Diaconis and Shahshahani (1981) provide further discussion for Projection Pursuit Regression, where the network uses a layered model \(\sum_{i=1}^N f ( w_i^\top X )\). They provide an ergodic view of composite iterated functions, a precursor to the use of multiple layers of single operators that can model complex multivariate systems.

Deep ReLU architectures can be viewed as Max-Sum networks via the following simple identity. Define \(x^+ = \max(x,0)\). Let \(f_x(b) = (x + b)^+\) where \(b\) is an offset. Then \((x + y^+)^+ = \max(0, x, x+y)\). This is generalized in Feller (1971) (p.272) who shows by induction that

\[ ( f_{x_1} \circ \ldots \circ f_{x_k} ) (0) = ( x_1 + ( x_2 + \ldots + ( x_{k-1} + x_k^+ )^+ )^+ = \max_{1 \leq j \leq k} ( x_1 + \ldots + x_j )^+ \]

A composition or convolution of \(\max\)-layers is then a one layer max-sum network.

Auto-encoding is an important data reduction technique. An auto-encoder is a deep learning architecture designed to replicate \(X\) itself, namely \(X=Y\), via a bottleneck structure. This means we select a model \(F^{W,b}(X)\) which aims to concentrate the information required to recreate \(X\). See Heaton et al (2017) for an application to smart indexing in finance.

▶ _Challenge 1_
From the deep learning passage, print the span that begins with "Diaconis and Shahshahani" and ends after "complex multivariate systems.".
▶ _Challenge 2_
Answer these questions about the deep learning passage:
(a) Which authors discuss Projection Pursuit Regression, and in what year?
(b) On what page of Feller (1971) is the identity generalized?
(c) What application of auto-encoding does Heaton et al (2017) cover?
The lines after this passage come from a different source.

▶ _Material_
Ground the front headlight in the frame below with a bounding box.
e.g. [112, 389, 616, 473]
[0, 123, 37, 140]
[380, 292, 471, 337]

▶ _Written answer 1_
Diaconis and Shahshahani (1981) provide further discussion for Projection Pursuit Regression, where the network uses a layered model \(\sum_{i=1}^N f ( w_i^\top X )\). They provide an ergodic view of composite iterated functions, a precursor to the use of multiple layers of single operators that can model complex multivariate systems.

▶ _Written answer 2_
(a) Diaconis and Shahshahani, 1981
(b) Page 272
(c) Smart indexing in finance